**Instructions for the task:**
Print the entries verbatim, leaving out the images they contain.

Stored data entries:
* Begin *
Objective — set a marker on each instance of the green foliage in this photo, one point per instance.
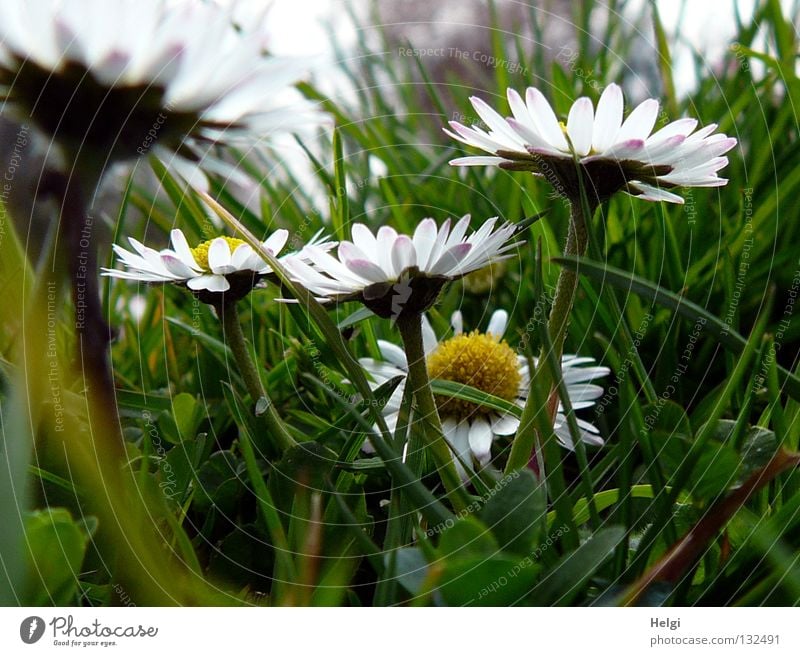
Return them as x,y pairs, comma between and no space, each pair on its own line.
692,307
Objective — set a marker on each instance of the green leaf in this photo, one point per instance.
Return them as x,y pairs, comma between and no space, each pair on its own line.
728,337
563,583
467,537
56,545
516,511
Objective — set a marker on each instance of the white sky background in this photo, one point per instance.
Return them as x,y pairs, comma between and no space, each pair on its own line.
303,28
703,25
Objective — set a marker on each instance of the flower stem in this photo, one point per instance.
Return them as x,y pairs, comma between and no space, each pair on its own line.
567,283
93,335
524,448
427,414
234,336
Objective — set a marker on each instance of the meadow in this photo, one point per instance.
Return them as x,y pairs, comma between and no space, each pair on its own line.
241,476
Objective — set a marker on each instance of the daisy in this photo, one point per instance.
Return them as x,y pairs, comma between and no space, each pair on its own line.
614,155
126,77
398,275
222,264
484,360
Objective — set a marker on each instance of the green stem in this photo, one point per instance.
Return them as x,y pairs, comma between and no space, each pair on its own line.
427,415
567,283
525,443
234,336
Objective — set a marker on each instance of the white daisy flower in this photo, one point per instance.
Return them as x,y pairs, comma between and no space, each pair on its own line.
484,361
222,264
394,274
614,154
124,77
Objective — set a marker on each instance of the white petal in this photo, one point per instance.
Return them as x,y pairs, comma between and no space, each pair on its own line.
498,323
403,254
182,250
424,241
545,119
457,322
579,125
429,341
505,425
640,122
608,118
480,440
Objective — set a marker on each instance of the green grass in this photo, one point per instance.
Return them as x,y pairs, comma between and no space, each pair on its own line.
692,307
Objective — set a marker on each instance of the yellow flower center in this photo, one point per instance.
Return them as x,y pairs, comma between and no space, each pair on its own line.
477,359
200,251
* End *
**Result:**
Objective — set a marker on each instance of the green foliage in this photo, one point per instance.
Return them as x,y pairs, comma between and no space, each pair on its own line.
692,307
Objective — set a marker on each instance of the green leaf in this photo, one point per instance.
Return them as x,y pairs, comma between and no space, each pair on its own line.
728,337
563,583
467,537
56,545
516,511
Objective — set a marker on each instance of the white sky background in this photo, one point per instance.
Return them as x,y pairs, comma between and no space, each pair on its own line.
303,28
703,25
Objective — set a marker on each instance of the flower stem in this photo, one point per instance.
Return them as x,y pairs, comma between and no space, each pair on its own line.
567,283
93,335
524,448
427,414
234,336
Objective — set a marker on each instance of the meadow in this photo, one point per instance.
Return them as x,y pairs, comma between and no space, each pair on its own line.
241,476
Objective — set a marker on each instance of the daisy in this photo, one point per instance.
Return them as x,y pairs, comma between and no space, each pair on its own line.
614,155
126,77
398,275
222,264
484,360
Objective — set a marker on each instance of the green stem in this photo, one point per instance.
Return them as x,y pairs, comma between and no space, each pair on its own line.
427,415
567,283
525,443
234,336
Objective — set a marker on each instance of the white daisy flower in this photo, one point per instance.
Return them as x,y pairs, comma between and no space, each pair on its own line.
484,361
222,264
394,274
614,154
124,77
Objective — set a marker on each instance of the white petal in this photo, one point per instance.
Return them as x,y pairs, comma between and no space, each pair on its own line.
498,323
403,254
182,250
424,241
545,119
457,322
579,125
429,341
505,425
640,122
608,118
480,440
Objective — set a marker on each instance of the green grass in this photo, one point per instance.
Return them as x,y pairs, comma between and no space, each pair on its own line.
692,307
Objective — set a marker on each instance of the yellow flower center in this photo, one point per instance.
Return them as x,y pairs, comma between and no space, each pair on its own line.
477,359
200,251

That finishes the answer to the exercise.